WHAT YOU NEED TO DO.
Copy each of the following rows exactly as it appears, character for character.

────────

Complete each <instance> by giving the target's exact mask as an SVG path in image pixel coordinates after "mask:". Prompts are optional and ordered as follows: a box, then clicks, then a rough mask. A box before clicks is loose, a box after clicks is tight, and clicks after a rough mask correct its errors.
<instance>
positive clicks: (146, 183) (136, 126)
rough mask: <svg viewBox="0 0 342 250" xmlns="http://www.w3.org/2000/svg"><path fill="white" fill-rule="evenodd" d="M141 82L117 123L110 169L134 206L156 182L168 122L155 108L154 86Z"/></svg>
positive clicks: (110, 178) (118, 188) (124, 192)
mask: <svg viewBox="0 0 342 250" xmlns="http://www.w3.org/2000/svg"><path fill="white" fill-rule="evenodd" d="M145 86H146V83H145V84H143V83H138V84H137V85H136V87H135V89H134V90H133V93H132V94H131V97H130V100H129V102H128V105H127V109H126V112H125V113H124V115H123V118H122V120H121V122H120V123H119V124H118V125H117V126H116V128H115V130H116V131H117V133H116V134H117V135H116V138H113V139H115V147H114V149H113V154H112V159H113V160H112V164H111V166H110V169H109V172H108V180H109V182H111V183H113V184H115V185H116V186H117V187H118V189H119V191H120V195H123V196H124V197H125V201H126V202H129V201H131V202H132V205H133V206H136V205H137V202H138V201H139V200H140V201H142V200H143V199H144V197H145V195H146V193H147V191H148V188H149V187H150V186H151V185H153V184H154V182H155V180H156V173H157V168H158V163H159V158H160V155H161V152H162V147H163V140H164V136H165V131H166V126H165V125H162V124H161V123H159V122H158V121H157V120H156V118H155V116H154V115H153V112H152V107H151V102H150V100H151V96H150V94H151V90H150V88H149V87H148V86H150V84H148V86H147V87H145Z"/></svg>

────────

ANSWER SECTION.
Complete each <instance> by giving the target's exact mask as an SVG path in image pixel coordinates after "mask:". Prompts are optional and ordered as follows: a box, then clicks, then a rough mask. A box before clicks is loose, a box after clicks is tight, and clicks after a rough mask correct its errors.
<instance>
positive clicks: (146, 183) (136, 126)
rough mask: <svg viewBox="0 0 342 250" xmlns="http://www.w3.org/2000/svg"><path fill="white" fill-rule="evenodd" d="M141 82L117 123L110 169L134 206L156 182L168 122L155 108L154 86Z"/></svg>
positive clicks: (110, 178) (118, 188) (124, 192)
mask: <svg viewBox="0 0 342 250" xmlns="http://www.w3.org/2000/svg"><path fill="white" fill-rule="evenodd" d="M145 86H146V83H145V84H143V83H138V84H137V85H136V87H135V89H134V90H133V93H132V94H131V97H130V100H129V102H128V105H127V109H126V112H125V113H124V115H123V118H122V120H121V122H120V123H119V124H118V125H117V126H116V128H115V130H116V131H117V133H116V134H117V135H116V138H113V139H115V147H114V149H113V154H112V159H113V160H112V164H111V166H110V169H109V172H108V180H109V182H111V183H113V184H115V185H116V186H117V187H118V189H119V191H120V195H123V196H124V197H125V201H126V202H129V201H131V202H132V205H133V206H136V205H137V202H138V201H139V200H140V201H142V200H143V199H144V197H145V195H146V193H147V191H148V188H149V187H150V186H151V185H153V184H154V182H155V180H156V173H157V168H158V163H159V158H160V155H161V152H162V147H163V140H164V136H165V131H166V126H165V125H162V124H161V123H159V122H158V121H157V120H156V118H155V116H154V115H153V112H152V107H151V102H150V100H151V96H150V94H151V90H150V88H149V87H148V86H150V84H148V86H147V87H145Z"/></svg>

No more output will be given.